◆ EXERCISE INPUT:
▽

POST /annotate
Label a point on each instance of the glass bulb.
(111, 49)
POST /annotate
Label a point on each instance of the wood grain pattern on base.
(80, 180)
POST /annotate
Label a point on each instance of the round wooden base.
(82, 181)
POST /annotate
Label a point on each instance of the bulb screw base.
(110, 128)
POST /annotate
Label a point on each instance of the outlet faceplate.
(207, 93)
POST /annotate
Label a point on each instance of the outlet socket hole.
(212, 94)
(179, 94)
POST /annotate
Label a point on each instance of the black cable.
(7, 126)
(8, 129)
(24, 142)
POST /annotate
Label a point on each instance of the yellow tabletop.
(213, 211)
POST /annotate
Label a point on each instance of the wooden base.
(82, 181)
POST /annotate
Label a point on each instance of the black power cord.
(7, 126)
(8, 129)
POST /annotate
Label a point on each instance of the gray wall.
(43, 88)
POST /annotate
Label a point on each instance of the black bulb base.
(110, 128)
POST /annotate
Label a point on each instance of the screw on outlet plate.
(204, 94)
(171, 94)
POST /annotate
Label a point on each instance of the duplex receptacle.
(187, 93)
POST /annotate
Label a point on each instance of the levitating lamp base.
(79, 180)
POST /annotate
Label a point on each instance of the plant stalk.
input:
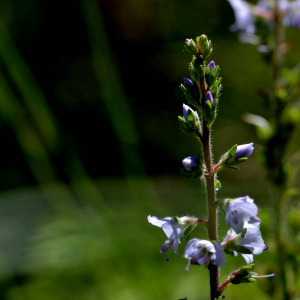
(211, 198)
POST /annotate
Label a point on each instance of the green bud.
(192, 94)
(213, 75)
(204, 46)
(187, 231)
(190, 47)
(209, 113)
(242, 275)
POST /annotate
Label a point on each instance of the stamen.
(170, 252)
(188, 266)
(261, 276)
(255, 219)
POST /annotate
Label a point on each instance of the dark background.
(91, 144)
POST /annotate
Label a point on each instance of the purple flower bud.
(209, 98)
(263, 48)
(185, 109)
(191, 163)
(262, 276)
(200, 252)
(243, 151)
(211, 65)
(188, 82)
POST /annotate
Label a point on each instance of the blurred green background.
(89, 99)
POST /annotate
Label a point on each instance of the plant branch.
(211, 198)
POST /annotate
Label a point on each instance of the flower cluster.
(245, 15)
(244, 236)
(202, 92)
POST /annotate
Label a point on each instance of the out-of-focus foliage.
(89, 99)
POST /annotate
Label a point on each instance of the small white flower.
(252, 240)
(240, 210)
(172, 230)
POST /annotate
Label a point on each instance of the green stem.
(211, 198)
(276, 67)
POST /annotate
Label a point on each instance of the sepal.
(190, 47)
(242, 275)
(186, 233)
(209, 113)
(204, 45)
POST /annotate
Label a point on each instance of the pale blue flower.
(209, 98)
(172, 230)
(211, 65)
(252, 240)
(240, 210)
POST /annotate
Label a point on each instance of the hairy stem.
(211, 198)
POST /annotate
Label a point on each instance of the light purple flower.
(240, 210)
(172, 230)
(209, 98)
(201, 252)
(185, 109)
(252, 240)
(211, 65)
(244, 150)
(189, 82)
(292, 14)
(261, 276)
(191, 163)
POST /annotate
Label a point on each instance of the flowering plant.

△

Repeat each entry exactly as given; no pictures belong in the copy.

POST /annotate
Label a point on each instance of the glass bulb.
(111, 49)
POST /annotate
Label a point on each instance of the wood grain pattern on base.
(80, 180)
POST /annotate
Label a point on each instance of the round wooden base.
(82, 181)
POST /annotate
Label a point on each instance of the bulb screw base.
(110, 128)
POST /annotate
Label a point on each instance of the outlet faceplate.
(207, 93)
POST /annotate
Label a point on each instance of the outlet socket hole.
(212, 94)
(179, 94)
POST /annotate
Label a point on each instance of the black cable.
(7, 126)
(8, 129)
(24, 142)
POST /annotate
Label a point on each instance of the yellow tabletop.
(213, 211)
POST /annotate
Label a point on each instance of the wooden base.
(82, 181)
POST /annotate
Label a point on each instance of the black power cord.
(7, 126)
(8, 129)
POST /annotate
Label a point on each instance of the gray wall.
(43, 88)
POST /annotate
Label a point on each instance of the black bulb base.
(110, 128)
POST /annotate
Label a point on each instance of the screw on outlet plate.
(204, 94)
(171, 94)
POST /annotate
Label a point on each instance of the duplex receptacle.
(187, 93)
POST /annotate
Label a point on each instance of the levitating lamp base.
(79, 180)
POST /annotate
Label a point on each instance of the plant stalk.
input:
(211, 198)
POST /annotate
Label a point on each instance of the green bud.
(192, 94)
(213, 75)
(204, 46)
(187, 231)
(190, 47)
(209, 113)
(242, 275)
POST /annotate
Label a point on each instance of the stamen.
(170, 252)
(188, 266)
(261, 276)
(255, 219)
POST /annotate
Label a point on each instance of the dark background.
(91, 144)
POST /annotate
Label a point on each instance of the purple flower bud.
(209, 98)
(263, 48)
(185, 109)
(191, 163)
(262, 276)
(200, 252)
(243, 151)
(211, 65)
(188, 82)
POST /annotate
Label a point on each instance of the blurred green background.
(89, 99)
POST /annotate
Label a point on each instance of the plant branch.
(211, 198)
POST /annotate
Label a point on each instance of the flower cluster.
(245, 15)
(244, 236)
(202, 92)
POST /annotate
Label a point on each instance of the out-of-focus foliage.
(89, 99)
POST /annotate
Label a point on each instance of the small white flower.
(252, 240)
(240, 210)
(172, 230)
POST /annotate
Label a point on each instance of the green stem.
(211, 198)
(276, 67)
POST /annotate
Label a point on each instance of the sepal.
(190, 47)
(242, 275)
(186, 233)
(209, 113)
(204, 45)
POST /annotate
Label a point on each instance of the pale blue flower.
(209, 98)
(172, 230)
(211, 65)
(252, 240)
(240, 210)
POST /annotate
Label a point on each instance of the hairy stem.
(211, 198)
POST /annotate
Label a point on each instance of the light purple flower.
(240, 210)
(172, 230)
(209, 98)
(201, 252)
(185, 109)
(252, 240)
(211, 65)
(244, 150)
(189, 82)
(292, 14)
(261, 276)
(191, 163)
POST /annotate
Label a point on each instance of the flowering plant.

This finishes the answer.